What you have to do => Exact copies of all the records below should be returned.
[[ Supplied data open ]]
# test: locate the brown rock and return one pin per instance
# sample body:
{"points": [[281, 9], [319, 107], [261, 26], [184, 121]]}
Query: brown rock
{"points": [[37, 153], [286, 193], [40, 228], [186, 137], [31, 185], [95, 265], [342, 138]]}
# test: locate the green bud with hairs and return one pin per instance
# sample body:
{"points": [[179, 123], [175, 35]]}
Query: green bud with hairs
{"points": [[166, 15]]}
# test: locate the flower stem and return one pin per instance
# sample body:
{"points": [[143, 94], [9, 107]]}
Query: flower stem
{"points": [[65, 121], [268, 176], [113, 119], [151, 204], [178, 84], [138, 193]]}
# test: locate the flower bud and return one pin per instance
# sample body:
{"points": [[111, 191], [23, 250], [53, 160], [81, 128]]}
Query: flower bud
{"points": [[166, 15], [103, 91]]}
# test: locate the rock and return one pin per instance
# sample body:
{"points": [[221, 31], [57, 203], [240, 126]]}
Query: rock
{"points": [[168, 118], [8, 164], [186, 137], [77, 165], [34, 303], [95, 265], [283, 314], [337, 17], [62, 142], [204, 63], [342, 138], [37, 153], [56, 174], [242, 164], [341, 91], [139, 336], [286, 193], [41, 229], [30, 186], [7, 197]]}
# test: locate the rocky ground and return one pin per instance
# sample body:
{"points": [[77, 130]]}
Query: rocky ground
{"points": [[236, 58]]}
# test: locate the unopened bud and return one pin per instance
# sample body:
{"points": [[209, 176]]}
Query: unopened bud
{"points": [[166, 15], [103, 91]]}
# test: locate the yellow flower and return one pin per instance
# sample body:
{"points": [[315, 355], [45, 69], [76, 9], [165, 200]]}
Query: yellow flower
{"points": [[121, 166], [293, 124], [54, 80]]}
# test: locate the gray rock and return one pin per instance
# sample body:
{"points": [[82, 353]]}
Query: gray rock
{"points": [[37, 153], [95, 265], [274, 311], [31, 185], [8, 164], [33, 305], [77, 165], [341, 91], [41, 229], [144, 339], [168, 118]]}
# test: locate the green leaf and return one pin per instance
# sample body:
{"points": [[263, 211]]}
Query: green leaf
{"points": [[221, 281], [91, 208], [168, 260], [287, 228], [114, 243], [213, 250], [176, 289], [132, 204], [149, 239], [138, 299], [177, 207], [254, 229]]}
[[ Supplied data closed ]]
Solution to the problem =>
# test: locate the brown rock and return one pin per instance
# sample body:
{"points": [[281, 9], [319, 107], [261, 26], [184, 121]]}
Query: brown rock
{"points": [[37, 153], [286, 193], [40, 228], [186, 137], [31, 185], [95, 265], [342, 138]]}
# test: locate the green bud with hairs and return one pin per instance
# sample body:
{"points": [[179, 123], [175, 35]]}
Query: green bud with hairs
{"points": [[166, 15]]}
# test: locate the flower stem and return one pin per instance
# sample body:
{"points": [[143, 94], [9, 107]]}
Query: flower stem
{"points": [[65, 121], [268, 176], [113, 119], [151, 204], [178, 84], [138, 193]]}
# test: locate the flower bud and return one pin per instance
# sample body:
{"points": [[111, 191], [23, 250], [53, 160], [81, 128]]}
Query: flower bud
{"points": [[166, 15], [103, 91]]}
# test: locate the rock and return one pin per instance
# sample body:
{"points": [[221, 31], [57, 203], [240, 126]]}
Query: rock
{"points": [[168, 118], [8, 164], [186, 137], [77, 165], [34, 303], [95, 265], [283, 314], [337, 17], [62, 142], [204, 63], [342, 138], [37, 153], [56, 174], [242, 164], [341, 91], [139, 336], [286, 193], [41, 229], [30, 186], [7, 197]]}
# test: locate the rocky ground and return one pin per instance
# sample body:
{"points": [[77, 130]]}
Query: rocky ground
{"points": [[236, 58]]}
# test: locate the unopened bud and return one pin per instance
# sample body:
{"points": [[209, 176]]}
Query: unopened bud
{"points": [[166, 15], [103, 91]]}
# test: locate the yellow flower and return one pin per instance
# sample body:
{"points": [[315, 355], [45, 69], [76, 9], [165, 200]]}
Query: yellow flower
{"points": [[121, 166], [293, 124], [54, 80]]}
# test: locate the gray rock and return one pin per instance
# sample body:
{"points": [[82, 353]]}
Query: gray rock
{"points": [[37, 153], [95, 265], [274, 311], [31, 185], [8, 164], [33, 305], [77, 165], [341, 91], [41, 229], [144, 339], [168, 118]]}
# test: locate the green leaf and return one pin per instance
# sample body:
{"points": [[263, 211]]}
Query: green leaf
{"points": [[221, 281], [91, 208], [168, 260], [287, 228], [114, 243], [213, 250], [176, 289], [132, 204], [149, 239], [138, 299], [177, 207], [254, 229]]}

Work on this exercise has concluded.